■ Exercise details
When transcribing the entries, keep each one exactly as it is.

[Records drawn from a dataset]
== Segment start ==

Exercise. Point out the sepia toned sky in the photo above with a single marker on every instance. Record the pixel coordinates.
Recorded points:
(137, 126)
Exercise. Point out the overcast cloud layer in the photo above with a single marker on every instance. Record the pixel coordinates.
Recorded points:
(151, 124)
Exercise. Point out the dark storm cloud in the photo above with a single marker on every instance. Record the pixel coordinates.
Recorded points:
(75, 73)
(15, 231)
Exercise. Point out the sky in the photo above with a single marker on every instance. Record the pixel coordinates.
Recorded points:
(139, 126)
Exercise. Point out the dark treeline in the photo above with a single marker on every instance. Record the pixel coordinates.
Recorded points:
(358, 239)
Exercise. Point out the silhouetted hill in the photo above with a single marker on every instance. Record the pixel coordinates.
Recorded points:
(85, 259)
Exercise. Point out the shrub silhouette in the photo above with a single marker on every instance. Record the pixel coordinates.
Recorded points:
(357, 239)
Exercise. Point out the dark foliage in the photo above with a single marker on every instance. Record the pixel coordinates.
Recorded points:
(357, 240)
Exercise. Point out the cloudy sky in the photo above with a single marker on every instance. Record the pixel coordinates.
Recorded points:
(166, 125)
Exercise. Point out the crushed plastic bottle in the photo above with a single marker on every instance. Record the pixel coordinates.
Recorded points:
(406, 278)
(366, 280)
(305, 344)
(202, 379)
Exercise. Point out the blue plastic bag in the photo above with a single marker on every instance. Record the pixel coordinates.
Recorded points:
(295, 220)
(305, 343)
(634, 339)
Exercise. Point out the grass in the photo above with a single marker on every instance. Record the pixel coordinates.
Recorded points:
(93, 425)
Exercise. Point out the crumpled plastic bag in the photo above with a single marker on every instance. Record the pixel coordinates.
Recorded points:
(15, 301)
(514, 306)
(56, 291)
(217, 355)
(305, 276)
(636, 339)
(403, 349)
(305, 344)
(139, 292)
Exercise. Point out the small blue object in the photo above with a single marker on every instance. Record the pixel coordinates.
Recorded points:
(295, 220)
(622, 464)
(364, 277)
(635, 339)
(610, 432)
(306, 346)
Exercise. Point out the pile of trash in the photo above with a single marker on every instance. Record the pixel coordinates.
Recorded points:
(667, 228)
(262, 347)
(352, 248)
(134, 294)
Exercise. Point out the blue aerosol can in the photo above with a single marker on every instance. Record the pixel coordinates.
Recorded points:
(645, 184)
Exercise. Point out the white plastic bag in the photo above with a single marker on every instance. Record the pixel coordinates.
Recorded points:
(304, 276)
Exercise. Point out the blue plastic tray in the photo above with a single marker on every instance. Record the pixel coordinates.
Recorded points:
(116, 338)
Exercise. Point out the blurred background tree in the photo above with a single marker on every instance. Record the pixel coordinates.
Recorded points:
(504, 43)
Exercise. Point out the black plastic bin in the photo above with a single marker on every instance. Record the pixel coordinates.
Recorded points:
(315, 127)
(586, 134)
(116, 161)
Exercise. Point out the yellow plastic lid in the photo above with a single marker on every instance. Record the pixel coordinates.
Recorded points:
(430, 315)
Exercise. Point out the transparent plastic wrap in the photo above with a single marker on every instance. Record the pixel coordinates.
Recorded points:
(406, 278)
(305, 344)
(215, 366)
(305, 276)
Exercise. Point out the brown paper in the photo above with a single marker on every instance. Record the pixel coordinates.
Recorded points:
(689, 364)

== Segment end ==

■ Exercise response
Exercise. Point out the sepia toned sky in the photo above with a single marker on every instance. Record the pixel coordinates.
Recorded points:
(137, 126)
Exercise. Point out the overcast cloud layer in the photo above with a single marker on every instance. Record the pixel coordinates.
Recorded points:
(151, 124)
Exercise. Point out the dark storm cloud in the photo above with a single marker on every instance. Record the pixel coordinates.
Recorded points:
(75, 73)
(15, 231)
Exercise. Point out the sky in the photo above with a single marker on every instance. Record the pixel coordinates.
Recorded points:
(139, 126)
Exercise. Point out the dark treeline in the photo above with a single marker on every instance. Record the pixel coordinates.
Recorded points:
(358, 239)
Exercise. Point out the silhouetted hill in the photo above with a single marker on every instance. Record the pixel coordinates.
Recorded points:
(85, 259)
Exercise. Point out the shrub silhouette in the photo above with a single marker on every instance. Record the pixel coordinates.
Recorded points:
(357, 239)
Exercise. Point out the dark foliage in the photo above with a single marker on every instance. Record the pixel coordinates.
Recorded points:
(357, 240)
Exercise. Point out the cloudy sky in the photo above with a single marker on every instance. Record the pixel coordinates.
Recorded points:
(166, 125)
Exercise. Point out the crushed plastic bottle in the photo above with a single marker on every instance. Record the pixel coordinates.
Recorded points:
(406, 278)
(366, 280)
(305, 344)
(202, 379)
Exercise. Point out the blue plastic bag in the photo above with a single marker on every instance. Record the pixel coordinates.
Recorded points:
(295, 220)
(305, 343)
(634, 339)
Exercise. Point out the grass in the photo above with a single marker on every instance. Record the pixel coordinates.
Recorded points:
(93, 425)
Exercise. Point out the crumpled plastic bag in the photo above with a single marker on every instance. Record the pixel coordinates.
Recorded points:
(15, 301)
(514, 306)
(56, 291)
(217, 355)
(305, 276)
(636, 339)
(403, 349)
(305, 344)
(139, 292)
Exercise. Point out the small blue object in the photo above with a single marker on every instance. Record the pixel coordinates.
Recorded points:
(295, 220)
(622, 464)
(364, 277)
(635, 339)
(610, 432)
(306, 346)
Exercise. Point out the pile of trash in the photo above with a single marker on every instance. Record the pixel coordinates.
Recorded points:
(667, 228)
(262, 347)
(352, 248)
(134, 294)
Exercise. Point out the blue aerosol can in the photo above with a single marker on every instance. Record the pixel coordinates.
Recorded points:
(645, 184)
Exercise. Point out the white plastic bag in the photo above with a single marker on every instance. Record the pixel coordinates.
Recorded points:
(304, 276)
Exercise. Point out the blue plastic tray in the photo above with a single marker on every instance. Record the pixel coordinates.
Recorded points:
(116, 338)
Exercise. Point out the blurred background tree in the photo above with a single marker on every instance. Record the pixel coordinates.
Recorded points:
(504, 43)
Exercise. Point out the black plastic bin in the photo above with a single marker on every instance. Record the pixel coordinates.
Recorded points:
(315, 127)
(586, 134)
(116, 161)
Exercise. Point out the yellow plastic lid in the photo above with a single marker on every instance. Record the pixel coordinates.
Recorded points:
(430, 315)
Exercise. Point out the transparent plastic wrap in the photo above with a single marker on every instance. Record the pixel coordinates.
Recorded points:
(406, 278)
(305, 344)
(215, 366)
(305, 276)
Exercise. Point out the brown paper in the photo above with a single marker on every instance. Record the pixel coordinates.
Recorded points:
(689, 364)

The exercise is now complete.